*** TEXT PROVIDED

What Goes Unbuilt to Build a Wall

As every civic-minded American newsreader already knows by now, President Donald Trump has declared a national emergency to re-appropriate a few billion dollars from the defense budget to build a big beautiful wall along America’s southern border. By now you should also know that majorities in both chambers of Congress voted to block the action, but Trump vetoed it, and it seems unlikely that a super-majority in the Senate will be able to override it, and despite some court challenges Trump seems likely to eventually get some wall money.
We commend you for having followed it that closely, but if you’re as obsessively civic-minded a newsreader as we are you might want to know from where those few billions of dollars will likely be re-appropriated.
A couple of intrepid reporters at The Washington Post were curious enough to look into it, and although we’re supposed dismiss their findings as “fake news” from “enemies of the people” their conclusions sound plausible enough to us, and better sourced than what Trump usually has to say about what some people are saying. Much of the report is based on a list that the Defense Department reluctantly released under pressure from Congress that identifies $12.9 billion of military construction projects that been funded but not yet contracted, which according to the convoluted theories of the vaguely written law that Trump is invoking are fair game for presidential re-appropriation. The Pentagon has ruled out defunding the projects they expect to finalize contracts for within the year, which leaves only $4.35 billion available, and Trump has announced he expects to spend $3.6 billion of it on his wall, an a civic-minded newsreader can make an educated guess about which projects are most vulnerable.
There are 10 projects with a combined cost of $403 million slated for Puerto Rico, which has no electoral votes and has long seemed of little concern to Trump, so they seem likely to be slashed. The projects include a school for military children on former Air Force base and improved training for the Puerto Rican National Guard, which previous Defense Departments and congresses had considered important to the national security, but Trump will easily able to explain to the die-hard fans that $403 million worth of wall along a few miles of the southern border is more important than anything that might happen in Puerto Rico.
There’s another $745 million to be had from the European Deterrence Initiative, which includes 23 projects spread throughout Europe and was launched by President Barack Obama back in 2014 after Russia’s assaults on the sovereignty of Ukraine and Crimea, that’s surely a tempting slice of the budget to Trump. He can still tell the die-hard fans that no president has ever been tougher on Russia, and that Russian dictator Vladimir Putin is a nice guy who’d never do anything to hinder American democracy, anything Obama did had to be wrong, and all those supposedly allied countries where the money was being spent are all taking advantage of us and laughing behind our backs. What’s more, none of those countries have any electoral college votes.
Another $258 is slated to be spent in Guam, which is mostly a strategically crucial military base but has no electoral votes, and the rest is spread out over eight states. The Washington Post generously provides a graph showing how much spending had been slated for each state, and without bothering to dig into what the projects are we assume the cuts will be made according to how many votes each state is expected to deliver in the next electoral college. That’s bad news for Washington and Maryland, good news for Texas, and probably the best news of all for states the Republicans hope they can possibly flip and suddenly have to worry they might lose. The math might require that some Republican district or another will take a hit, but Trump can still count on its Representative’s support.

******

- _SET EXERCISE 1_
Copy everything in the wall-funding piece from "What Goes Unbuilt" down to "likely be re-appropriated.".

*** MATERIAL FOR THE TASK

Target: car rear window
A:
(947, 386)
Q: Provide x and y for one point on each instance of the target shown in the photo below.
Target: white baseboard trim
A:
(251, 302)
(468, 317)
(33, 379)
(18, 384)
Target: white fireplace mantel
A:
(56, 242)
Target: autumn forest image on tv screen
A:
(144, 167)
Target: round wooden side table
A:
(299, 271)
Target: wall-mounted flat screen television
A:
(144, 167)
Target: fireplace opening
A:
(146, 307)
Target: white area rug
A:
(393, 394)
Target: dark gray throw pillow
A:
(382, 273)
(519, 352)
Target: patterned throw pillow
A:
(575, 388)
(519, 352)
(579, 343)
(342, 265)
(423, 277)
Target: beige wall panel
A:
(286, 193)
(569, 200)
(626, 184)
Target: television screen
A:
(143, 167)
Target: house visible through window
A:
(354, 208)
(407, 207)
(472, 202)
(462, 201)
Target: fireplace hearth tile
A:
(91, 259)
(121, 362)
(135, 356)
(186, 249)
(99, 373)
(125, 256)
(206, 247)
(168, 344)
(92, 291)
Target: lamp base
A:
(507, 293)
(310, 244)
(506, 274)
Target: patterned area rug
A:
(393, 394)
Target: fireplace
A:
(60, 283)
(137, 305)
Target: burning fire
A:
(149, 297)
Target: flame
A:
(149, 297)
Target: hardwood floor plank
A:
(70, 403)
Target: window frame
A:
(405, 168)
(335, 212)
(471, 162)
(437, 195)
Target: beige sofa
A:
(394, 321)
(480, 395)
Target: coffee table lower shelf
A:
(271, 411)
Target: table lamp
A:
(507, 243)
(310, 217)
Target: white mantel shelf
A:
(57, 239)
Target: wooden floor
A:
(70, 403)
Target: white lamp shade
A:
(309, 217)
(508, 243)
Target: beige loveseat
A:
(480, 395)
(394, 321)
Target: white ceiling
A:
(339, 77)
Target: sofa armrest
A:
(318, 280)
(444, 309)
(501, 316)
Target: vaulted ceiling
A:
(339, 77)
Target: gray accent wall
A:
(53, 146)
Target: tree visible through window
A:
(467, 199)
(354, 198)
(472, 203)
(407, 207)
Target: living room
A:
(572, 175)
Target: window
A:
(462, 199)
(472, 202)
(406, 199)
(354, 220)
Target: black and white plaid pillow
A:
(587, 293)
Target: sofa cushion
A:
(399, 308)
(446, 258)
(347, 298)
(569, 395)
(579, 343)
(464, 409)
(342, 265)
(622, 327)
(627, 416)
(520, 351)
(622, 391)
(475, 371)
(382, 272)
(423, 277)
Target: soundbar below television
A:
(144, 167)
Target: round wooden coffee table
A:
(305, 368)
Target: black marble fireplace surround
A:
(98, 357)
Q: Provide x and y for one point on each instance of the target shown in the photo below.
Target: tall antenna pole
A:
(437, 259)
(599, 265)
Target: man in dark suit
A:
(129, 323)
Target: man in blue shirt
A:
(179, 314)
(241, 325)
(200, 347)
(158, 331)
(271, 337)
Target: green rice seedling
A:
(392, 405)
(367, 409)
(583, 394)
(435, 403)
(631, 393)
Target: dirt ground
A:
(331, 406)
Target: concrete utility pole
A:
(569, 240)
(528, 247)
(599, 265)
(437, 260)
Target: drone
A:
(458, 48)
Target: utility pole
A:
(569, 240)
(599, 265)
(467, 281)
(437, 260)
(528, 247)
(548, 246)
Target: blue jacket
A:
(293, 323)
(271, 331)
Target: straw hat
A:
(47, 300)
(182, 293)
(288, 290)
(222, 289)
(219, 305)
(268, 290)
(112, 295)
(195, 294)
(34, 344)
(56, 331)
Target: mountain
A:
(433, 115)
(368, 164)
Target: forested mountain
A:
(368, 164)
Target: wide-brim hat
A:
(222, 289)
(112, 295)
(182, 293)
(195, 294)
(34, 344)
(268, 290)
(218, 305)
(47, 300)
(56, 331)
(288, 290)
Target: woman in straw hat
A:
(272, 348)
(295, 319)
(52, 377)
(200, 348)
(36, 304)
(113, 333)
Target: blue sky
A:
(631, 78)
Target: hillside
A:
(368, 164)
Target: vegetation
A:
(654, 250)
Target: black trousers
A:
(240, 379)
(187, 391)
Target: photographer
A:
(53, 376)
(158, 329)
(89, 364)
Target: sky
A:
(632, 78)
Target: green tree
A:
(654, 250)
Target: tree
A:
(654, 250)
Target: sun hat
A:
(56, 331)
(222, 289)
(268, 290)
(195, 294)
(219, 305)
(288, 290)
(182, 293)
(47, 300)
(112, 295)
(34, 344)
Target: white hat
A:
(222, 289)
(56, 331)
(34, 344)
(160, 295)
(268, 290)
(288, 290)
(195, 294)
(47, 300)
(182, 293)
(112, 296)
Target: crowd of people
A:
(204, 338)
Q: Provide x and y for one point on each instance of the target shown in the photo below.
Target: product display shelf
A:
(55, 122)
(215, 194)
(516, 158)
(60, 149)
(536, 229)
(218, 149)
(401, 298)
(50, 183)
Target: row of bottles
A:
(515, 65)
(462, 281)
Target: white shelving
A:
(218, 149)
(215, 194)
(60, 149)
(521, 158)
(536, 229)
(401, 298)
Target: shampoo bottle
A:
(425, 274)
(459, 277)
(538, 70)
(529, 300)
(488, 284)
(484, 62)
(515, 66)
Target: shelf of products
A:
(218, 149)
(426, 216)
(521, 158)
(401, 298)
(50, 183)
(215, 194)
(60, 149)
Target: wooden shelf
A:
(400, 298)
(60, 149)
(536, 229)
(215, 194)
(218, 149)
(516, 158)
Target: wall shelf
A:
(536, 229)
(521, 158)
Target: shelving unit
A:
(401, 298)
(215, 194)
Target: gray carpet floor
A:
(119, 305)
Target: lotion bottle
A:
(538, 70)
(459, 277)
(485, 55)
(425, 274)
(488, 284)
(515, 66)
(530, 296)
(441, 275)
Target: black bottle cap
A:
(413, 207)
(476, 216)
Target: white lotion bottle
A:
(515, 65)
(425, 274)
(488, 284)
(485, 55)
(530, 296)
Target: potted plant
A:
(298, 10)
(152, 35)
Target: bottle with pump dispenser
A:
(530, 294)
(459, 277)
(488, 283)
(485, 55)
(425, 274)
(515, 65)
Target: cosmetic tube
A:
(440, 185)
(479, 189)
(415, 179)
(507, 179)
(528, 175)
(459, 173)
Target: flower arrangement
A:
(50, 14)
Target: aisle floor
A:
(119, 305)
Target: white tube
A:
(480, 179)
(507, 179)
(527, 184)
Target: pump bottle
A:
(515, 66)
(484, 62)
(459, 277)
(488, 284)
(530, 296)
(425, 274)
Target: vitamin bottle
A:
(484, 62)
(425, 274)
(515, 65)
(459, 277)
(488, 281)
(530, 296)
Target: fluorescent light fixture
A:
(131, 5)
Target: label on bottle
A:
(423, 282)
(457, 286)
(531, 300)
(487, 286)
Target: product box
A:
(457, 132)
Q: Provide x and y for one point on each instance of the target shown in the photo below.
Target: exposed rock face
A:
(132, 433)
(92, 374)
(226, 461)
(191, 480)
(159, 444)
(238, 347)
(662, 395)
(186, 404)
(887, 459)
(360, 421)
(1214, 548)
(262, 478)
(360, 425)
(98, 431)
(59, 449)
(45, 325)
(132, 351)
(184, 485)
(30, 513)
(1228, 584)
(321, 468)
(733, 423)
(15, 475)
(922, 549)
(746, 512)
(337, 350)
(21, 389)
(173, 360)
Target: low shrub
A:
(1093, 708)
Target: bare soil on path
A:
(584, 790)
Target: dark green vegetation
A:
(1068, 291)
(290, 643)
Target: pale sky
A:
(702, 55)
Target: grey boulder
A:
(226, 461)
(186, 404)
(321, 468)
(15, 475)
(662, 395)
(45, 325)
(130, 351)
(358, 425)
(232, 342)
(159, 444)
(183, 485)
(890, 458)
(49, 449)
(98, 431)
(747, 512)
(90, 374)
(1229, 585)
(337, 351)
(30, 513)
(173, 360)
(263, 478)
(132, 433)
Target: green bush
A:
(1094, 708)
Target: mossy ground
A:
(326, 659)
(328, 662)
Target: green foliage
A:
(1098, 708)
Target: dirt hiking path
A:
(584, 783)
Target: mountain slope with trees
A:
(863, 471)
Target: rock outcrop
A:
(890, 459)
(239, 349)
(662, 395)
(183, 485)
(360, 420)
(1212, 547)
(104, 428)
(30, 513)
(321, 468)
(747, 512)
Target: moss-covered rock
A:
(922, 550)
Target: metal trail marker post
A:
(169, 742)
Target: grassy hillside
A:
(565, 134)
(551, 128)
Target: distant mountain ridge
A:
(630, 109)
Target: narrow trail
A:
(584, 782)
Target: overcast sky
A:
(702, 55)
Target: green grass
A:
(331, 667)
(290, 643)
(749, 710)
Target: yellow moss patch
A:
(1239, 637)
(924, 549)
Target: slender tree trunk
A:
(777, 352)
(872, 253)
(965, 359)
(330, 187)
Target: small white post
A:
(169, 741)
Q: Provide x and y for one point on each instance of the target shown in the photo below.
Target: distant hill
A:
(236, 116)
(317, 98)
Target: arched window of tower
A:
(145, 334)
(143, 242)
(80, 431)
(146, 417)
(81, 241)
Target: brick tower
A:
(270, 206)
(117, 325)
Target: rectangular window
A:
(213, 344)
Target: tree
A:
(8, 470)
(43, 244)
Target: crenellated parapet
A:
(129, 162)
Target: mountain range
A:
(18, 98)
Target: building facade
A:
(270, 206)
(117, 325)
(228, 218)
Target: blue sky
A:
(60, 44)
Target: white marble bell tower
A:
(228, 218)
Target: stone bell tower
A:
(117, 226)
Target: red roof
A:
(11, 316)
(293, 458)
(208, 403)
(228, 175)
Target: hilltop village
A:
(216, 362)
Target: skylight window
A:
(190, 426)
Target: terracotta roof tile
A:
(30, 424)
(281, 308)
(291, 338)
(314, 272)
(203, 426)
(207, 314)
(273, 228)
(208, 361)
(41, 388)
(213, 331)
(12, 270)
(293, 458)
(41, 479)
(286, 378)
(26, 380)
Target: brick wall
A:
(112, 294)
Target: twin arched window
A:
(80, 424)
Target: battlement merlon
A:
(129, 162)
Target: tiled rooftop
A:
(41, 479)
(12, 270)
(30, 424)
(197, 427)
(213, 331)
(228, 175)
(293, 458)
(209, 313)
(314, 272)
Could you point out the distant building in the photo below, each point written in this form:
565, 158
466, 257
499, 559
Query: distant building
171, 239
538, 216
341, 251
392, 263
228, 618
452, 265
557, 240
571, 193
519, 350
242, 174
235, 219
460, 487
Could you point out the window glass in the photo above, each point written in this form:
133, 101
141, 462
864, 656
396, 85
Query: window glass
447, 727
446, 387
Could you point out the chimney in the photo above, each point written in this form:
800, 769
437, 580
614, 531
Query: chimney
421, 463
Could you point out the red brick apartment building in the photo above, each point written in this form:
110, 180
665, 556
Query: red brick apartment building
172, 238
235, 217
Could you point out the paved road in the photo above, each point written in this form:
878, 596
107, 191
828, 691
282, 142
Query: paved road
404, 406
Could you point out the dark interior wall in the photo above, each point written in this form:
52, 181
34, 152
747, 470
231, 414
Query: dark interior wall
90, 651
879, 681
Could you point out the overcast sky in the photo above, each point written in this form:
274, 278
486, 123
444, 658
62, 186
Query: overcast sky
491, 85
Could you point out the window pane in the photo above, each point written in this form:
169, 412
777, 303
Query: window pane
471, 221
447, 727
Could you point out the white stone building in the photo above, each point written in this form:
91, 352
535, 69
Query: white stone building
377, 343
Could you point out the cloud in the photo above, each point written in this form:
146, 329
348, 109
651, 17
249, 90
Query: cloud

******

- _SET EXERCISE 2_
Update the records from the line containing "Target: grey boulder" down to the line containing "(1098, 708)" by replacing "mossy ground" with "moss-covered ground", leaving everything else unchanged, and give back only those lines.

- _SOLUTION 1_
What Goes Unbuilt to Build a Wall

As every civic-minded American newsreader already knows by now, President Donald Trump has declared a national emergency to re-appropriate a few billion dollars from the defense budget to build a big beautiful wall along America’s southern border. By now you should also know that majorities in both chambers of Congress voted to block the action, but Trump vetoed it, and it seems unlikely that a super-majority in the Senate will be able to override it, and despite some court challenges Trump seems likely to eventually get some wall money.
We commend you for having followed it that closely, but if you’re as obsessively civic-minded a newsreader as we are you might want to know from where those few billions of dollars will likely be re-appropriated.

- _SOLUTION 2_
Target: grey boulder
A:
(226, 461)
(186, 404)
(321, 468)
(15, 475)
(662, 395)
(45, 325)
(130, 351)
(358, 425)
(232, 342)
(159, 444)
(183, 485)
(890, 458)
(49, 449)
(98, 431)
(747, 512)
(90, 374)
(1229, 585)
(337, 351)
(30, 513)
(173, 360)
(263, 478)
(132, 433)
Target: green bush
A:
(1094, 708)
Target: moss-covered ground
A:
(326, 659)
(328, 662)
Target: green foliage
A:
(1098, 708)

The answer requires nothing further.